Requirements -
Copy the listing below from the line containing "Where can you see the concrete" through the end, requests included. Offset every x and y coordinate in the answers by adding 44.

Excerpts from point annotation data

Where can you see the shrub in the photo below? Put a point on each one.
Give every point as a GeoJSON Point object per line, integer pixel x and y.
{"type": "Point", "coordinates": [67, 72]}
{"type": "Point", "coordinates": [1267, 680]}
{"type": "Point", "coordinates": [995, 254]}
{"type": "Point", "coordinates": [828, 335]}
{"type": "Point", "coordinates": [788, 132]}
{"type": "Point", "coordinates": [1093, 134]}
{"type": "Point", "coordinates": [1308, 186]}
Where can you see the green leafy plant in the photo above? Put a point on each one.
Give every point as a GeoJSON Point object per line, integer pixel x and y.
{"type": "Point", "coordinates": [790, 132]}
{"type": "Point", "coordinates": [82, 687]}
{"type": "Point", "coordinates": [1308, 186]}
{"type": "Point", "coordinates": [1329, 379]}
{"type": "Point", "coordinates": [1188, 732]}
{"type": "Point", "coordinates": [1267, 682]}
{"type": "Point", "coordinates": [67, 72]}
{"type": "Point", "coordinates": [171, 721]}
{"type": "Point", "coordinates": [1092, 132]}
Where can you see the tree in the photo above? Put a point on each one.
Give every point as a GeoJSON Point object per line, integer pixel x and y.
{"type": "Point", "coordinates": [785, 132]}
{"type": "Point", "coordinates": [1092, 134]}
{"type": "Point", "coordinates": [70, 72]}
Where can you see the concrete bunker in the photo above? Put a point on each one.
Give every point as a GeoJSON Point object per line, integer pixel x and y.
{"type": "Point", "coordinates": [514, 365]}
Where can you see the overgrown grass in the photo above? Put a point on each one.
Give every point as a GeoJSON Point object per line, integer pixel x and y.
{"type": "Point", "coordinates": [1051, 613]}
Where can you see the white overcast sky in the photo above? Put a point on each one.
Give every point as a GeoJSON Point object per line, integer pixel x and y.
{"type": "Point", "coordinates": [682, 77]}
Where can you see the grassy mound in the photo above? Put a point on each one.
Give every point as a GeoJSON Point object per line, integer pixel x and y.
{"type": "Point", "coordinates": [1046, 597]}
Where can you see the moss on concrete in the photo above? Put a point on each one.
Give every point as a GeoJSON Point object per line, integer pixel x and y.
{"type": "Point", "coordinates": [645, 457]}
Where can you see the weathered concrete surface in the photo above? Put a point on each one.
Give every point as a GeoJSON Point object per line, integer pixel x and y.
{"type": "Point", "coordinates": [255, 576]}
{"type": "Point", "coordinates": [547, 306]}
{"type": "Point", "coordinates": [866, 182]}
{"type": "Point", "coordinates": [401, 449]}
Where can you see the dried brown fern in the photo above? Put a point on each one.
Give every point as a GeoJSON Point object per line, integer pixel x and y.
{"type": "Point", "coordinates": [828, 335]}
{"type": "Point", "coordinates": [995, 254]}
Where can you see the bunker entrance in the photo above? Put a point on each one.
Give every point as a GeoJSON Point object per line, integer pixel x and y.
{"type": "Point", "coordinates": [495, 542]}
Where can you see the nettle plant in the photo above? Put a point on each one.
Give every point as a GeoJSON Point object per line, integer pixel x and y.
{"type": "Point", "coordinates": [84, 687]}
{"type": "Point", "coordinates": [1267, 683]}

Solution to the problem -
Where can you see the concrete bunker in the photo above? Put a point on each one.
Give every point as a GeoJSON Point object per line, integer pixel x and y.
{"type": "Point", "coordinates": [558, 409]}
Where can you see the overgrown grass in the photo above? Put a point on each one.
Give every point as a GeoJSON Point object per line, integer pixel x and y.
{"type": "Point", "coordinates": [1095, 657]}
Where can you see the white overcast sky in the photo above? Put a point on each one.
Give every point as a GeoJSON Point object per line, integer pixel x and y.
{"type": "Point", "coordinates": [726, 121]}
Where can you see the grassy mound in the photo above? Put a point on each one.
Give every point as a GeoJSON Point object per line, integer pixel x and y.
{"type": "Point", "coordinates": [1090, 641]}
Where can you see the moss on concrete in the photo above? Put a point on each one.
Give every point as a GeoJSON Point object per line, integer pixel x and y.
{"type": "Point", "coordinates": [689, 501]}
Where can you see the weathered concrete surface in the photo above? Put a point on each one.
Give every point as a GeoJSON Point object per line, integer pixel x and y.
{"type": "Point", "coordinates": [299, 620]}
{"type": "Point", "coordinates": [591, 350]}
{"type": "Point", "coordinates": [910, 226]}
{"type": "Point", "coordinates": [445, 493]}
Where can you see the dried brown fern in the photo above? Put a point on each one.
Give every point as a GeoJSON Point object per line, integer pixel x and y.
{"type": "Point", "coordinates": [872, 379]}
{"type": "Point", "coordinates": [1039, 298]}
Where can you see the bunker entrance in the photo above? Put a point on each one.
Give every point as a GeoJSON Point object per line, integer pixel x and y.
{"type": "Point", "coordinates": [539, 586]}
Where can you see the nettle plant in the photo above? Put a point on each one.
Give every point as a GeoJSON Point object per line, integer pixel x and y.
{"type": "Point", "coordinates": [128, 731]}
{"type": "Point", "coordinates": [1311, 727]}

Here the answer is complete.